● **Written exercise**
Copy the data below word for word, from the line containing "Task: ground the shadow" through the final line of the data, inclusive.

### Extracted records

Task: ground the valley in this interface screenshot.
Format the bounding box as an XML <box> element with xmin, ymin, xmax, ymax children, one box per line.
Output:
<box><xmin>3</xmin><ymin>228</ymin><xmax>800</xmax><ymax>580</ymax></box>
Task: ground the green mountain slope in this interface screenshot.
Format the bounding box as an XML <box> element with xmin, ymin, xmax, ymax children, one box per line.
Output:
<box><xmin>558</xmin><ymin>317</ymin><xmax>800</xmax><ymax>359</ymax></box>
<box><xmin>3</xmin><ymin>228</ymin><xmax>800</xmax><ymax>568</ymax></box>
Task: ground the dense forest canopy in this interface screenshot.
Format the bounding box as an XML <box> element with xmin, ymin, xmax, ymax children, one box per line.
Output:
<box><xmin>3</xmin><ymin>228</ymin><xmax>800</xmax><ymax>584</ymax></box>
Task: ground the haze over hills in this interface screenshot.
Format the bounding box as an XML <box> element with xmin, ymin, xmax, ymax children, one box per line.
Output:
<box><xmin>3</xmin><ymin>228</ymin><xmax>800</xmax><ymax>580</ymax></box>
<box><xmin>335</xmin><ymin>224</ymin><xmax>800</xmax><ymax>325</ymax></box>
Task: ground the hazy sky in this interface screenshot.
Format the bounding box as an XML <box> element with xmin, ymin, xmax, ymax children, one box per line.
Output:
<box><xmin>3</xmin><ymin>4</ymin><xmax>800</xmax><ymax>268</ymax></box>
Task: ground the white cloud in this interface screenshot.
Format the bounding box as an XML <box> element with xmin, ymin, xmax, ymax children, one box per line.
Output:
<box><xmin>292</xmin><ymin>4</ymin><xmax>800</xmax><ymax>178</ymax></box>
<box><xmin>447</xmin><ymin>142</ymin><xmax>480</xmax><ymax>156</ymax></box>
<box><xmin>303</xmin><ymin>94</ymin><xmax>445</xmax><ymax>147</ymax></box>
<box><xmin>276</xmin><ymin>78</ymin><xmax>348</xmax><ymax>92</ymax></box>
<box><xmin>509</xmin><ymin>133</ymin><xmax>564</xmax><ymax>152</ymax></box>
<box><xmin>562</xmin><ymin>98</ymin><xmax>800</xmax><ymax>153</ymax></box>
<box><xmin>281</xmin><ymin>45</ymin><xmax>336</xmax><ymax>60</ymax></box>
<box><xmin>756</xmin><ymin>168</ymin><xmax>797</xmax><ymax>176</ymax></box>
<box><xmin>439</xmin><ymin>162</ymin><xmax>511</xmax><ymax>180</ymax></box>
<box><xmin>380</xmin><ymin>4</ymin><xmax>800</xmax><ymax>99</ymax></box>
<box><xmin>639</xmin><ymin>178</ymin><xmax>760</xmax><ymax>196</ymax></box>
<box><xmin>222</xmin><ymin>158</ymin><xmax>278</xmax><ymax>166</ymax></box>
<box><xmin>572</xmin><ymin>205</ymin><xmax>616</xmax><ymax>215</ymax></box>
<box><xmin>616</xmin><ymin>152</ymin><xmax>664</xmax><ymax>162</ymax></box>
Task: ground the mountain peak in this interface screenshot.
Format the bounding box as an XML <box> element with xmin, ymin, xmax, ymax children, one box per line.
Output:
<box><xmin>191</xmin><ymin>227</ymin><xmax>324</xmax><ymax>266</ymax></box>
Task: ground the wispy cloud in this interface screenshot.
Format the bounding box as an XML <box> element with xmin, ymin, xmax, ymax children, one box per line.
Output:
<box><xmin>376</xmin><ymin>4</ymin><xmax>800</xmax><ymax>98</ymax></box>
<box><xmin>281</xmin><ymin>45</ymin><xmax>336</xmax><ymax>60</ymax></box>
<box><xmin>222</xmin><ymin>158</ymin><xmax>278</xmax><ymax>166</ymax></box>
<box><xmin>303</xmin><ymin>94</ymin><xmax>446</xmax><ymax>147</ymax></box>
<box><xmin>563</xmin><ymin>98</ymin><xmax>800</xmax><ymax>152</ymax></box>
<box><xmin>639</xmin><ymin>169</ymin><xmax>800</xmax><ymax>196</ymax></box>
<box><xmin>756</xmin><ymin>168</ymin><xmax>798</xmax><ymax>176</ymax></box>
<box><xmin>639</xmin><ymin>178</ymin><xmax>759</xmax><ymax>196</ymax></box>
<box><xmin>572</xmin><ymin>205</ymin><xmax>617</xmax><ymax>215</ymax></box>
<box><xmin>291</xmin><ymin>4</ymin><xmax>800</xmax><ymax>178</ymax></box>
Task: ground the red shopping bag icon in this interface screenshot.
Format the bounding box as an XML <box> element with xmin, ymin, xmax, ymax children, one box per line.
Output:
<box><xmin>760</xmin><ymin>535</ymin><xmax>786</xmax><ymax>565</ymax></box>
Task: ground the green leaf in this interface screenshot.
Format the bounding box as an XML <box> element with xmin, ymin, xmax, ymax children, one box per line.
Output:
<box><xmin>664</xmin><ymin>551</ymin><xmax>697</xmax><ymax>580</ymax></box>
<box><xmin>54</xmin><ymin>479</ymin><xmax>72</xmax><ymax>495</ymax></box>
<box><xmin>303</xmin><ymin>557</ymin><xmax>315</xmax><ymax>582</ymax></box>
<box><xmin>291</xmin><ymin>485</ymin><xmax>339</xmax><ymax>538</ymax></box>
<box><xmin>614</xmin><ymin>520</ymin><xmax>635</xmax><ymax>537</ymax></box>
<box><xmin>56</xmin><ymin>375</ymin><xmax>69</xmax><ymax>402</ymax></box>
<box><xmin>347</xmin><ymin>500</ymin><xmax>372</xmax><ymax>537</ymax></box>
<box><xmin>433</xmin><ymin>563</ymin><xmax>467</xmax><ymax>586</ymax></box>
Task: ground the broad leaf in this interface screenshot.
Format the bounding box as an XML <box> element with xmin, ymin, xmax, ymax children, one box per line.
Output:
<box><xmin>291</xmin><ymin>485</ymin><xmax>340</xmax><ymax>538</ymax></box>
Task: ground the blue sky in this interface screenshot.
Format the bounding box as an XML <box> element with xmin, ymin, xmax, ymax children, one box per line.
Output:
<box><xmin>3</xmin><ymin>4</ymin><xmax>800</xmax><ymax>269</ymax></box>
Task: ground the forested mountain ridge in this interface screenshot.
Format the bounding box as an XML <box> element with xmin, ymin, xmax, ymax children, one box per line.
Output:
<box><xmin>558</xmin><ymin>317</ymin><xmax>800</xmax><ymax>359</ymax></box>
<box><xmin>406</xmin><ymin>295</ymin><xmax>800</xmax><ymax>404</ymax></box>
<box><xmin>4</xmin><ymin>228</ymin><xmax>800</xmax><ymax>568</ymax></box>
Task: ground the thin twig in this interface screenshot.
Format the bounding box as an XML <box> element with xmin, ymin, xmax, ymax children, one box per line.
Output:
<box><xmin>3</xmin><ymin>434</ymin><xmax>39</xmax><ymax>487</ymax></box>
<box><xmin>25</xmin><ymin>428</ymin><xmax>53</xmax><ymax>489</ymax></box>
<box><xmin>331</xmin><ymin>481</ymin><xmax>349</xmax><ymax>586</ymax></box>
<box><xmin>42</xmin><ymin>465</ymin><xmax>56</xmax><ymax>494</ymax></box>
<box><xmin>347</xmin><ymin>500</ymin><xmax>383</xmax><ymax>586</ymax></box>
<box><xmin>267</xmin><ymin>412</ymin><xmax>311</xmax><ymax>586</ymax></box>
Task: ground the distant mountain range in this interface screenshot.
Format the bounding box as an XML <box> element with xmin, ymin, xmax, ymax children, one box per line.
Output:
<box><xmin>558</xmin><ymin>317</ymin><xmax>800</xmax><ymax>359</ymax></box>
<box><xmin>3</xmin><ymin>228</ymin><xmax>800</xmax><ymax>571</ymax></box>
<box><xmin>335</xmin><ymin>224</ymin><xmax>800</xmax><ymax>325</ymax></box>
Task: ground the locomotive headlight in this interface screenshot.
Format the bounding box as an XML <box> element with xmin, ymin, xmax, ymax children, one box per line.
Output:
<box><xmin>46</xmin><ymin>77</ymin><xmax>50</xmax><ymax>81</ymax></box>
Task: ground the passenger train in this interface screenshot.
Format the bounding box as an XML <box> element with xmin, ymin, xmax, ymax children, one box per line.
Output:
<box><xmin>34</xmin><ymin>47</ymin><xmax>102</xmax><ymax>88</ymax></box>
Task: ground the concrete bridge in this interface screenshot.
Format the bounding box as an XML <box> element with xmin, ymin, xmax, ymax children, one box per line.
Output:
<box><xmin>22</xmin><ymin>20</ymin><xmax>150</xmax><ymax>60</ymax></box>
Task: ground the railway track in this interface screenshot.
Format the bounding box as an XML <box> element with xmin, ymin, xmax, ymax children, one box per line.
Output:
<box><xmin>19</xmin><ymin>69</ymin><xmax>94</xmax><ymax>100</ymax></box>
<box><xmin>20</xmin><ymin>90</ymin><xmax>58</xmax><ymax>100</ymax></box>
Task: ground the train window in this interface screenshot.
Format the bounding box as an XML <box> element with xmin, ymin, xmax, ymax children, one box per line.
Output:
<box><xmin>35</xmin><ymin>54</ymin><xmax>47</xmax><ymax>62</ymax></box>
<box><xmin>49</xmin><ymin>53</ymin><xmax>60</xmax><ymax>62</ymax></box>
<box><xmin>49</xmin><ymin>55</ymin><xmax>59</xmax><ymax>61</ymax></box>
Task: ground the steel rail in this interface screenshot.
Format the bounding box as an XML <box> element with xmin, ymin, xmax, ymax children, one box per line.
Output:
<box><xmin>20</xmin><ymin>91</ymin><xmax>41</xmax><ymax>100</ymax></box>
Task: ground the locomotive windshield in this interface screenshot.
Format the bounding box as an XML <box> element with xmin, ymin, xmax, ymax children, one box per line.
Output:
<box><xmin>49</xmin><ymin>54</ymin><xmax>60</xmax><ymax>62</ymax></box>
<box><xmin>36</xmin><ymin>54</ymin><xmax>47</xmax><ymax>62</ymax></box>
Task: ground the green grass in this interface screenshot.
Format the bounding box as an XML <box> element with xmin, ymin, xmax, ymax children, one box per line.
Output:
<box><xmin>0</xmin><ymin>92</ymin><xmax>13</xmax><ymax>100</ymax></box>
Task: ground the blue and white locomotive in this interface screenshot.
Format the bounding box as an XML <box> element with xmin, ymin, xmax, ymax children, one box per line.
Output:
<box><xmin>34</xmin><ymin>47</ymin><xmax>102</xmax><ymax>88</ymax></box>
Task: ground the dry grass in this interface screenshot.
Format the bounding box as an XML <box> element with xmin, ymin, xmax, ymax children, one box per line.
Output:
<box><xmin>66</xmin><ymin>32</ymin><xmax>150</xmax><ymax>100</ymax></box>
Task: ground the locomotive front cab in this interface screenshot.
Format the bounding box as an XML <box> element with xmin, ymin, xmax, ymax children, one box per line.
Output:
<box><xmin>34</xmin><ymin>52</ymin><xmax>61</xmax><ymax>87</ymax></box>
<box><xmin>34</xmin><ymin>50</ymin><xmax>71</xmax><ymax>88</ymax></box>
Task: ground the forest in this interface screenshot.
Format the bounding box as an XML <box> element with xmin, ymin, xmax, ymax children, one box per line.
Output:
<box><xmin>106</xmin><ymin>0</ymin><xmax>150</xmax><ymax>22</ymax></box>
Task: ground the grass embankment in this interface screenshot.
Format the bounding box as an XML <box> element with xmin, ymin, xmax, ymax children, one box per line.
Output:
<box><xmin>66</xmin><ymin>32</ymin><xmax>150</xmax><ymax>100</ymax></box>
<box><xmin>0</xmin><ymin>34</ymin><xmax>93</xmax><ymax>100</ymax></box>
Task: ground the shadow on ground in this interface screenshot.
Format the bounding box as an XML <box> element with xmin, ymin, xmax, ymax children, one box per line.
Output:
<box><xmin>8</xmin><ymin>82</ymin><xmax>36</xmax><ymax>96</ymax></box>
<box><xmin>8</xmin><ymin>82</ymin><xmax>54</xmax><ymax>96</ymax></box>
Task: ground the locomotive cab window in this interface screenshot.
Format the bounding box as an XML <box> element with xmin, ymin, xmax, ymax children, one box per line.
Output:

######

● **Worked solution**
Task: ground the shadow on ground in this interface screenshot.
Format the bounding box as an XML <box> element with xmin, ymin, xmax, ymax children, one box per line.
Output:
<box><xmin>8</xmin><ymin>82</ymin><xmax>36</xmax><ymax>96</ymax></box>
<box><xmin>8</xmin><ymin>82</ymin><xmax>54</xmax><ymax>96</ymax></box>
Task: ground the locomotive cab window in this interface screenshot.
Format the bounding box as an XML <box> element with xmin, ymin, xmax, ymax children, one box per line.
Output:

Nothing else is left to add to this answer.